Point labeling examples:
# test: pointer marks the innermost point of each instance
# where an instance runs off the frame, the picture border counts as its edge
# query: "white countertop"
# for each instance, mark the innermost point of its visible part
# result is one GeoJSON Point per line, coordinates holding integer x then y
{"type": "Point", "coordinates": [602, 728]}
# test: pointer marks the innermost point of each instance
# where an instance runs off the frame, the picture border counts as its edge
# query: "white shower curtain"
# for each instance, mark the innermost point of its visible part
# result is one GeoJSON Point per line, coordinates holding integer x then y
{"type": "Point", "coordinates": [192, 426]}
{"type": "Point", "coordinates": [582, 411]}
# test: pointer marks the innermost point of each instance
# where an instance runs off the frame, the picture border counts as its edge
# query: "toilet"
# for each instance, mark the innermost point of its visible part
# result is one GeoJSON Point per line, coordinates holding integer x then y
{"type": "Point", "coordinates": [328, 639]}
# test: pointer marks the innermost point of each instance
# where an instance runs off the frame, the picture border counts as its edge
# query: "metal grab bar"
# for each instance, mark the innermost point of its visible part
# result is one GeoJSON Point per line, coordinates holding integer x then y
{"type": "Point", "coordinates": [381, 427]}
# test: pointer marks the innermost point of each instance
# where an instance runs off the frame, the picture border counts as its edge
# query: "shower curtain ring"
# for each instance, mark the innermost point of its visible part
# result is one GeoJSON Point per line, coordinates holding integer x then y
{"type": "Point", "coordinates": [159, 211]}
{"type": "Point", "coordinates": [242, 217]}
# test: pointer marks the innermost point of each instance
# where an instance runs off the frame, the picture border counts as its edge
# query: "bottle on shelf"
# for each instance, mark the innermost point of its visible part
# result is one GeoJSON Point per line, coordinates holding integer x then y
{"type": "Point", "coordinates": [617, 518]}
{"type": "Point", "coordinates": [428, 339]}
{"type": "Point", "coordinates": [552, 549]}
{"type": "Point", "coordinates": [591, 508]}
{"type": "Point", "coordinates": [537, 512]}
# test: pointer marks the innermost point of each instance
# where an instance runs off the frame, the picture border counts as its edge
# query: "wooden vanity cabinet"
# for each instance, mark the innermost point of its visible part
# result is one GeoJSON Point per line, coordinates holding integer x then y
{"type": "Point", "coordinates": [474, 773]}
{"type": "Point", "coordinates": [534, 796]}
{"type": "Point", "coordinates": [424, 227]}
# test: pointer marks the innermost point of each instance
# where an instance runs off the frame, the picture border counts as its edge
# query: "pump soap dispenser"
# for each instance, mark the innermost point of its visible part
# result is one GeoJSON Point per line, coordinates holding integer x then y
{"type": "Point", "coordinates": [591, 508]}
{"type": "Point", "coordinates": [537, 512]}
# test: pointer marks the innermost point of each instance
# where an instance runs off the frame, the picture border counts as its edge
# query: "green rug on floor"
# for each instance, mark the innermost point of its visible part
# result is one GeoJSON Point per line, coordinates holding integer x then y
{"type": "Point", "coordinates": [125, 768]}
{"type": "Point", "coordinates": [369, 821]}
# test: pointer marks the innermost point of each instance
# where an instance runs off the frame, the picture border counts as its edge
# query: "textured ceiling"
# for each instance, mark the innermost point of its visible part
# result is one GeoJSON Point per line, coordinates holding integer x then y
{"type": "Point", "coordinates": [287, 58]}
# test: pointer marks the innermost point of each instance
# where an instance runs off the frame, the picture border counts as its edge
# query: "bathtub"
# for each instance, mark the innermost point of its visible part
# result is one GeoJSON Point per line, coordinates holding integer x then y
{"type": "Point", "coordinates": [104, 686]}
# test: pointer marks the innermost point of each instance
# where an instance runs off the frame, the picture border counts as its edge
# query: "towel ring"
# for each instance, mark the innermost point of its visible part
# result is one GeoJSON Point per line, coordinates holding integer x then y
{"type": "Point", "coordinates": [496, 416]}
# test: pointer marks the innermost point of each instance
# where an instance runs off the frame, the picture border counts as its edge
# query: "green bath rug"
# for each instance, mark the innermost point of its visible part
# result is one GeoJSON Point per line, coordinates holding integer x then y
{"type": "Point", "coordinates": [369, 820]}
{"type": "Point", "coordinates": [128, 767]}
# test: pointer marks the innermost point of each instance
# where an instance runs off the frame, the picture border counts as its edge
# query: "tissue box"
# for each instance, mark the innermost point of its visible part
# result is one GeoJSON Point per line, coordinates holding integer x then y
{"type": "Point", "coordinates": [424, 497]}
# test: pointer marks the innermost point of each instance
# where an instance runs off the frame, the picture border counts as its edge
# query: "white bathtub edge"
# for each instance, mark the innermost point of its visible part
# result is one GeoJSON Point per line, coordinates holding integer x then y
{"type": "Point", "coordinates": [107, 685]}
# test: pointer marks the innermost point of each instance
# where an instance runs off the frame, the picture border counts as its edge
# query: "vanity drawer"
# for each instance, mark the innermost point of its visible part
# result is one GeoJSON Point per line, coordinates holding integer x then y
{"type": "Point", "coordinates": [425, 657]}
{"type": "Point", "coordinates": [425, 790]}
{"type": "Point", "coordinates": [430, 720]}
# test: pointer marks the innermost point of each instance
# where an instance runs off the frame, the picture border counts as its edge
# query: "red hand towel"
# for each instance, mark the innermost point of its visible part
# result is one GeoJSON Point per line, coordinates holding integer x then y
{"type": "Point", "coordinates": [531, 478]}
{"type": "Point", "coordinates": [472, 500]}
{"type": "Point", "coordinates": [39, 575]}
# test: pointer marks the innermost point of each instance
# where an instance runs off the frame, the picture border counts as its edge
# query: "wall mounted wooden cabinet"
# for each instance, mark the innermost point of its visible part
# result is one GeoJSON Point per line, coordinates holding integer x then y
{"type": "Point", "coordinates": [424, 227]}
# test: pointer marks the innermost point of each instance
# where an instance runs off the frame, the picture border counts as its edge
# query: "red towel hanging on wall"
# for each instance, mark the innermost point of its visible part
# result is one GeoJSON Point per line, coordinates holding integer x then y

**Problem details**
Type out all of the material again, word for word.

**Response below**
# test: pointer marks the innermost point of each instance
# where an instance runs off the frame, the picture border counts as its edge
# query: "white countertop"
# for each instance, mark the innermost point of its visible part
# result is one GeoJSON Point per line, coordinates holding integer x then y
{"type": "Point", "coordinates": [602, 728]}
# test: pointer marks the innermost point of each instance
# where an instance runs off the frame, the picture border counts as its edge
# query: "white shower curtain"
# for each instance, mark the innermost point of its visible part
# result is one GeoJSON Point per line, coordinates holding integer x then y
{"type": "Point", "coordinates": [192, 426]}
{"type": "Point", "coordinates": [582, 411]}
# test: pointer marks the innermost point of each instance
# where an instance runs off the frame, the picture border counts as its edge
# query: "toilet"
# for each instance, mark the innermost point of its visible part
# result is one GeoJSON Point per line, coordinates holding integer x then y
{"type": "Point", "coordinates": [328, 639]}
# test: pointer marks the innermost point of each instance
# where an instance runs off the frame, the picture border counts as its edge
# query: "metal grab bar"
# for each instance, mark the innermost point of its visible part
# result is one GeoJSON Point per line, coordinates holding integer x then y
{"type": "Point", "coordinates": [381, 427]}
# test: pointer marks the innermost point of each instance
# where an instance runs off the frame, the picture border counts as its edge
# query: "shower curtain ring"
# for each instance, mark the innermost point of its visible part
# result is one GeoJSON Point per line, coordinates holding integer x then y
{"type": "Point", "coordinates": [159, 211]}
{"type": "Point", "coordinates": [242, 217]}
# test: pointer marks the innermost point of each instance
# where an instance runs off the frame, the picture border counts as its edge
# query: "bottle on shelf"
# for each instance, mark the innermost point of its visible part
# result is one GeoJSON Point per line, coordinates holding integer x then y
{"type": "Point", "coordinates": [617, 518]}
{"type": "Point", "coordinates": [428, 339]}
{"type": "Point", "coordinates": [552, 549]}
{"type": "Point", "coordinates": [591, 508]}
{"type": "Point", "coordinates": [537, 512]}
# test: pointer marks the innermost point of each instance
# where an instance runs off the frame, the picture border counts as its edge
# query: "wooden vanity cabinet"
# for each instance, mark the innermost point of its visible part
# result is one GeoJSON Point per line, coordinates holding integer x then y
{"type": "Point", "coordinates": [474, 773]}
{"type": "Point", "coordinates": [534, 796]}
{"type": "Point", "coordinates": [424, 227]}
# test: pointer marks the innermost point of each instance
# where an instance runs off the frame, the picture border counts as its edge
# query: "pump soap dispenser"
# for each instance, mark the innermost point of its visible part
# result is one GeoJSON Point per line, coordinates holding integer x then y
{"type": "Point", "coordinates": [591, 508]}
{"type": "Point", "coordinates": [537, 512]}
# test: pointer marks the innermost point of each instance
# where an instance runs off the frame, the picture border counts as its edge
# query: "green rug on floor"
# for each instance, mark the innermost point of its visible part
# result is one GeoJSON Point per line, coordinates holding integer x then y
{"type": "Point", "coordinates": [125, 768]}
{"type": "Point", "coordinates": [369, 821]}
# test: pointer marks the innermost point of each instance
# where an instance runs off the frame, the picture border counts as its edge
# query: "textured ceiling"
# for each instance, mark the innermost point of its visible part
# result is one GeoJSON Point per line, coordinates holding integer x then y
{"type": "Point", "coordinates": [287, 58]}
# test: pointer marks the innermost point of each instance
# where an instance runs off the frame, the picture border counts as its edge
# query: "bathtub"
# for each instance, mark the innermost point of its visible part
# result is one GeoJSON Point per line, coordinates holding integer x then y
{"type": "Point", "coordinates": [104, 686]}
# test: pointer marks the innermost point of each instance
# where an instance runs off the frame, the picture border counts as its edge
# query: "towel ring"
# for each instance, mark the innermost point of its visible part
# result is one GeoJSON Point per line, coordinates holding integer x then y
{"type": "Point", "coordinates": [496, 416]}
# test: pointer marks the innermost point of each instance
# where an instance runs off the frame, the picture border counts as its edge
# query: "green bath rug"
# for each instance, mark the innermost point of its visible part
# result is one GeoJSON Point per line, coordinates holding integer x then y
{"type": "Point", "coordinates": [369, 820]}
{"type": "Point", "coordinates": [128, 767]}
# test: pointer marks the innermost point of each instance
# where an instance runs off the frame, the picture border counts as its edge
# query: "tissue box"
# for each instance, mark the innermost point of its visible part
# result is one GeoJSON Point per line, coordinates holding integer x then y
{"type": "Point", "coordinates": [424, 497]}
# test: pointer marks the innermost point of each instance
# where an instance runs off the frame, the picture border counts as its edge
# query: "white bathtub edge"
# for each instance, mark the innermost point of its visible part
# result is one GeoJSON Point per line, coordinates holding integer x then y
{"type": "Point", "coordinates": [107, 685]}
# test: pointer marks the innermost point of each instance
# where an instance runs off the frame, the picture border counts as its edge
# query: "vanity drawer"
# for each instance, mark the innermost point of its visible part
# result is one GeoJSON Point per line, coordinates holding integer x then y
{"type": "Point", "coordinates": [425, 657]}
{"type": "Point", "coordinates": [425, 790]}
{"type": "Point", "coordinates": [430, 720]}
# test: pointer marks the innermost point of each instance
# where an instance runs off the frame, the picture border counts as its edge
# query: "red hand towel"
# for each instance, mark the innermost point of its visible part
# result is one GeoJSON Point per line, coordinates holding integer x then y
{"type": "Point", "coordinates": [531, 478]}
{"type": "Point", "coordinates": [472, 500]}
{"type": "Point", "coordinates": [39, 575]}
# test: pointer marks the innermost point of each instance
# where an instance runs off the frame, the picture border counts as its edge
# query: "wall mounted wooden cabinet"
# for each instance, mark the innermost point of its visible part
# result is one GeoJSON Point per line, coordinates holding integer x then y
{"type": "Point", "coordinates": [424, 227]}
# test: pointer marks the innermost point of each instance
# where an instance runs off the frame, the picture border counts as its edge
# query: "red towel hanging on wall"
# for each instance, mark the innermost point of its visible part
# result is one GeoJSON Point per line, coordinates holding integer x then y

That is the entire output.